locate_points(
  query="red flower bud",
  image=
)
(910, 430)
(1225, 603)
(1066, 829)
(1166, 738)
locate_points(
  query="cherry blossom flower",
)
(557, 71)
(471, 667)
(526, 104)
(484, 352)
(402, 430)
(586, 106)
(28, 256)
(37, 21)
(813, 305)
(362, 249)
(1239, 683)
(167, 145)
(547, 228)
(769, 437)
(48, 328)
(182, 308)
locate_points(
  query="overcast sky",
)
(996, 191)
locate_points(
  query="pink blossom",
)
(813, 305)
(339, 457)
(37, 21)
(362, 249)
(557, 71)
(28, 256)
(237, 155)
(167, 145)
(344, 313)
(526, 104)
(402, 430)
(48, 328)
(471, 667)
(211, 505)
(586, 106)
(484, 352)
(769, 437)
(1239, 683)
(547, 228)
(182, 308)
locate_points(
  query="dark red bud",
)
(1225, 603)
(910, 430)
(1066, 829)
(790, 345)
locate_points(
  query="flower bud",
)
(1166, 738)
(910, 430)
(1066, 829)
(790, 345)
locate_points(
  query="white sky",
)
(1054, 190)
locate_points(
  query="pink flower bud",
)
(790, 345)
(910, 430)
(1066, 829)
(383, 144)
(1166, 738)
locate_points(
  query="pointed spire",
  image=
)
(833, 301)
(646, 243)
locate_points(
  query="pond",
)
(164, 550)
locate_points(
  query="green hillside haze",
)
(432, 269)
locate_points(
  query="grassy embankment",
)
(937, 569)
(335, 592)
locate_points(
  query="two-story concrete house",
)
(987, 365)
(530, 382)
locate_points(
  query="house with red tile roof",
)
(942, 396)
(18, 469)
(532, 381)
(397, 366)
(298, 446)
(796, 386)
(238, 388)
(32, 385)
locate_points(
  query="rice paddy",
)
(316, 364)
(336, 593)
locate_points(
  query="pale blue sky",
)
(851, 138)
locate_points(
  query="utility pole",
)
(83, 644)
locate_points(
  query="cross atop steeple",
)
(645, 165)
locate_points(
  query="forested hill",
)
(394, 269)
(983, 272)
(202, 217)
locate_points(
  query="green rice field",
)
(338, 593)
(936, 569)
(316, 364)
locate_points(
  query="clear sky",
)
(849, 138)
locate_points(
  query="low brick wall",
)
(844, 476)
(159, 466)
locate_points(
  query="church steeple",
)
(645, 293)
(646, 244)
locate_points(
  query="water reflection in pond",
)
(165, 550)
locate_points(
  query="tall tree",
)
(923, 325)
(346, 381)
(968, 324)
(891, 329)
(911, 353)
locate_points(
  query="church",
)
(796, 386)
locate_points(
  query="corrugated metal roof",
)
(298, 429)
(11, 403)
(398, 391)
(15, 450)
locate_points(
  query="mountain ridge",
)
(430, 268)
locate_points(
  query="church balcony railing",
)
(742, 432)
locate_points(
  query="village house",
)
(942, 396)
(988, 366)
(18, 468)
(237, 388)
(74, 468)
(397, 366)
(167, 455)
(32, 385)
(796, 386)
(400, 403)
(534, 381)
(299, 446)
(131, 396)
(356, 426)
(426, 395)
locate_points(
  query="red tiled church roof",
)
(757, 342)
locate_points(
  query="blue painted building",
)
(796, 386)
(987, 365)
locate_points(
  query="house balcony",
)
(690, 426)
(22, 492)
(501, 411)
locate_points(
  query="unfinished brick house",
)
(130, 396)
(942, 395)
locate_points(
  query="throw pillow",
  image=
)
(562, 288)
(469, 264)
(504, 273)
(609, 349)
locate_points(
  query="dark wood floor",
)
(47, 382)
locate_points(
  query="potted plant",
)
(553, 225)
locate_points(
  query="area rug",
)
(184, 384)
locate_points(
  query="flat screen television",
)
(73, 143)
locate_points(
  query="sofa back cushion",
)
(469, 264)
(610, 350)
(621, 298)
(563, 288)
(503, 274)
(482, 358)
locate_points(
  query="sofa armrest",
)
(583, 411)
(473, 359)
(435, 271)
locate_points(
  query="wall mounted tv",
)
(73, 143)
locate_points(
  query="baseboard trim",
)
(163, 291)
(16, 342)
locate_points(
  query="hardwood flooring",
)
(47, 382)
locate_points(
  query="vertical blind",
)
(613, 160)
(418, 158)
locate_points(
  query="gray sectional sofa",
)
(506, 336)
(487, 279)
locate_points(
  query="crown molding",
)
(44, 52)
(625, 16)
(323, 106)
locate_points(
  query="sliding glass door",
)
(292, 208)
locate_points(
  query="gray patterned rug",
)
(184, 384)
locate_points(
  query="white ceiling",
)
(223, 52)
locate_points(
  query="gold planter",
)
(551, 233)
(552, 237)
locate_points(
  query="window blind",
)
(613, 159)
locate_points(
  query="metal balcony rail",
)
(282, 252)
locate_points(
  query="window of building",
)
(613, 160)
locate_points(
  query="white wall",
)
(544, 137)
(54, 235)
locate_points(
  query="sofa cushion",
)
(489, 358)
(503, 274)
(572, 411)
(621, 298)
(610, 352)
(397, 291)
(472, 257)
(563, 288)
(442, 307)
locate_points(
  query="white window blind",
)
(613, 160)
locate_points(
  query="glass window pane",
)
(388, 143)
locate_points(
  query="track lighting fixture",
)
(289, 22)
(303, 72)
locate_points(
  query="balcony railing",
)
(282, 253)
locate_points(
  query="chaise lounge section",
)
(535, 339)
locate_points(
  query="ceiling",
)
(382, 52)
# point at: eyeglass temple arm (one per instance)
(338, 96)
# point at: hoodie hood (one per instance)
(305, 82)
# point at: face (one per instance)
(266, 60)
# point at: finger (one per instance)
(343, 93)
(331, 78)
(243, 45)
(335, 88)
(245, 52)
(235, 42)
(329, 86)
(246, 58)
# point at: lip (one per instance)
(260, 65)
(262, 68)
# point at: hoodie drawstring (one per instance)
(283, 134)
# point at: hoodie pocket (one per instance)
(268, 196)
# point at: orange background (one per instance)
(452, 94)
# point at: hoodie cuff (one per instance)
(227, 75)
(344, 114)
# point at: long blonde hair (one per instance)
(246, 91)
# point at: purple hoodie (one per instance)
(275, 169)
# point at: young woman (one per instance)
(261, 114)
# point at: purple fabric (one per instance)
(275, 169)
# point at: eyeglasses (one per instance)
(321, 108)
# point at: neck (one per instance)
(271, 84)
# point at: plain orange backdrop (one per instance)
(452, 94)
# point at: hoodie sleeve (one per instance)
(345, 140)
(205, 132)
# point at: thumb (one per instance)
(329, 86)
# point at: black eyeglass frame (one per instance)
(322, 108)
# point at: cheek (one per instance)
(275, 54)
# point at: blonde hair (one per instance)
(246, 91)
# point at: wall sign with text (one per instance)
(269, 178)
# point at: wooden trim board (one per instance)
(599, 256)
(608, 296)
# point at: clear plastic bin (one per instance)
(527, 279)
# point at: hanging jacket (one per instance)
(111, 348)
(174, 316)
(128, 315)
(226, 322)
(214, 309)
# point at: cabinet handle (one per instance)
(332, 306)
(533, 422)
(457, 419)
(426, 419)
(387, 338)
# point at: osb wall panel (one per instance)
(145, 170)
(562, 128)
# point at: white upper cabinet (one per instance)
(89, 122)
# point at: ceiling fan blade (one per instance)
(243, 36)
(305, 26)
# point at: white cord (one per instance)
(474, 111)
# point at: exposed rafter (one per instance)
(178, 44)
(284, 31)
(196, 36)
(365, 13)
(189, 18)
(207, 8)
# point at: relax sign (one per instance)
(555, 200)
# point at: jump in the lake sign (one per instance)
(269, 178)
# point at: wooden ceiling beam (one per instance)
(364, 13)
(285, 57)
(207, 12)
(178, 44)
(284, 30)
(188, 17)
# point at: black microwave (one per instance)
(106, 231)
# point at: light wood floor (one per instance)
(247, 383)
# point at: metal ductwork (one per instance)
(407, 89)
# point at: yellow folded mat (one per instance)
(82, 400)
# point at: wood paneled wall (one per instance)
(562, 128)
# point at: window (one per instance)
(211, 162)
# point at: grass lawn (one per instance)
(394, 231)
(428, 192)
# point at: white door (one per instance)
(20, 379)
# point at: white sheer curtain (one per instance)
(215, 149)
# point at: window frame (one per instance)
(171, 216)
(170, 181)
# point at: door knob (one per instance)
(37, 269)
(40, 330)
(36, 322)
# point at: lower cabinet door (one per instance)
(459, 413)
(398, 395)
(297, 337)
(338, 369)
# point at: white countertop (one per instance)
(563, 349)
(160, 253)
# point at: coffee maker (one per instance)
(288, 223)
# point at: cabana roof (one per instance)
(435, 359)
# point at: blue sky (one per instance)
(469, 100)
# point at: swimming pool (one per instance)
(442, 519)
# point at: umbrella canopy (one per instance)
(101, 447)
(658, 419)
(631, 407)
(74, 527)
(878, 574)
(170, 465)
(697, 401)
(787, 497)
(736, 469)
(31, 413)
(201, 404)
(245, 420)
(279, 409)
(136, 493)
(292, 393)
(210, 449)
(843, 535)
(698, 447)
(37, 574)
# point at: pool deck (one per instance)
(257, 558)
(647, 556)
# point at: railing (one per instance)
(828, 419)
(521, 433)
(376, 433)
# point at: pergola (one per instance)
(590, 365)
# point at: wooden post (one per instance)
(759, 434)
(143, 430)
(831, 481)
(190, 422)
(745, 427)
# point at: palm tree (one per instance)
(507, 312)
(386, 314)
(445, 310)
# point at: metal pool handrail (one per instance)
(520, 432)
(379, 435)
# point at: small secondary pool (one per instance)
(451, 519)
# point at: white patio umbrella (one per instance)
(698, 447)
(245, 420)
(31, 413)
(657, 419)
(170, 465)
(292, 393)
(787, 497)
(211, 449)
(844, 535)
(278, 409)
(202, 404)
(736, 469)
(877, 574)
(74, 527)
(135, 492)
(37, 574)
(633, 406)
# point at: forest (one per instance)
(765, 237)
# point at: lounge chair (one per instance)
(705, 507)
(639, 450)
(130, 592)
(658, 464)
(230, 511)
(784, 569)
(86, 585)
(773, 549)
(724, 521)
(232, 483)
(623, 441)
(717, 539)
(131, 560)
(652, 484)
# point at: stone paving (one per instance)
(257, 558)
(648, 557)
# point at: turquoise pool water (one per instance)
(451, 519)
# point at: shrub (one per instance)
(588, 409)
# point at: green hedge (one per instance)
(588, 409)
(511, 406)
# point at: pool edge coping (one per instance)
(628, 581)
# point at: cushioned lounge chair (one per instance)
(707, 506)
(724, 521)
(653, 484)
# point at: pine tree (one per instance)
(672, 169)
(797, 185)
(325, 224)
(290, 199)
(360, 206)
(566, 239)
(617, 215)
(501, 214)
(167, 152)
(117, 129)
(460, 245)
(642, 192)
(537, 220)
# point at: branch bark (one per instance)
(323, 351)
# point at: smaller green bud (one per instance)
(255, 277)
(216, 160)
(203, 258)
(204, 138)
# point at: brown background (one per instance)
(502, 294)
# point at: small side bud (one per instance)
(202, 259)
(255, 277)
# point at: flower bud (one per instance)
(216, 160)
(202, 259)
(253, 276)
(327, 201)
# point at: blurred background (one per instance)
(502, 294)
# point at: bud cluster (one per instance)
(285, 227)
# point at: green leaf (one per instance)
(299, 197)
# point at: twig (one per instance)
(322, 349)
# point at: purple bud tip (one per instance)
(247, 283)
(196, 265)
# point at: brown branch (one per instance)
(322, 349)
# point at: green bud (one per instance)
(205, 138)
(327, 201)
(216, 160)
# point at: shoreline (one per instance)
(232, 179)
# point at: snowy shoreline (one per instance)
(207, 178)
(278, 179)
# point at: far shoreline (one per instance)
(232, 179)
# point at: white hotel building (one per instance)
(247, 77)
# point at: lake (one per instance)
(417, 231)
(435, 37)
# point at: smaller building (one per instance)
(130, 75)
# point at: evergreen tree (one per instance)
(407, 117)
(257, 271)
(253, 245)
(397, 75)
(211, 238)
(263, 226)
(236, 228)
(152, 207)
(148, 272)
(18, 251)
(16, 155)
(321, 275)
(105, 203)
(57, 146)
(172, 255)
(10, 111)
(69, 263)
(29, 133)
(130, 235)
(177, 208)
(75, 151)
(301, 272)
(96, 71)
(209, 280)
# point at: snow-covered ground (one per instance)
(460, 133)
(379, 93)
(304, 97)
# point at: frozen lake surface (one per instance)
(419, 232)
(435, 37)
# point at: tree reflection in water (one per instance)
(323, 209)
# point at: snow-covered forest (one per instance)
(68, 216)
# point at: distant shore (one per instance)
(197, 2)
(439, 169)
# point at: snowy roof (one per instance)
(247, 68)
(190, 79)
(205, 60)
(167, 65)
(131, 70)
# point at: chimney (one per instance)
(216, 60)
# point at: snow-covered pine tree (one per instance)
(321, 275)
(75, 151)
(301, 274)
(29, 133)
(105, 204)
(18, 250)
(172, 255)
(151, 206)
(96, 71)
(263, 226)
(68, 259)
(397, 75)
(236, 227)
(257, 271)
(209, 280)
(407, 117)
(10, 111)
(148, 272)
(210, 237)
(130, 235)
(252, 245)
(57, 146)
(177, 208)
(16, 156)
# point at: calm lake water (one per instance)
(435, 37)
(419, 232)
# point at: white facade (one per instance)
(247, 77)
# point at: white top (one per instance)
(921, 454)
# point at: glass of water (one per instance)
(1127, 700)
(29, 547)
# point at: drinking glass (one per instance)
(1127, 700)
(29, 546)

---

_PROBLEM STATEMENT_.
Return the line that contains "# point at: frozen" along with every line after it through the end of the entries, exactly, adding nothing.

_EXERCISE ANSWER_.
# point at: frozen lake surface (one per instance)
(419, 232)
(435, 37)
# point at: tree reflection in water (one per instance)
(323, 209)
# point at: snow-covered forest (one per instance)
(68, 216)
# point at: distant shore (one per instance)
(197, 2)
(439, 169)
# point at: snowy roof (one per instance)
(247, 68)
(190, 79)
(205, 60)
(167, 65)
(131, 70)
# point at: chimney (one per instance)
(216, 60)
# point at: snow-covered pine tree (one per instance)
(321, 275)
(75, 151)
(301, 274)
(29, 133)
(105, 204)
(18, 250)
(172, 255)
(151, 206)
(96, 71)
(263, 226)
(68, 259)
(397, 75)
(236, 227)
(257, 271)
(209, 280)
(407, 117)
(10, 111)
(148, 272)
(210, 237)
(130, 235)
(252, 245)
(57, 146)
(177, 208)
(16, 156)
# point at: calm lake water (one per instance)
(435, 37)
(419, 232)
# point at: white facade (one per instance)
(247, 77)
# point at: white top (one per instance)
(921, 454)
# point at: glass of water (one per instance)
(1127, 700)
(29, 547)
# point at: drinking glass (one per instance)
(1127, 700)
(29, 546)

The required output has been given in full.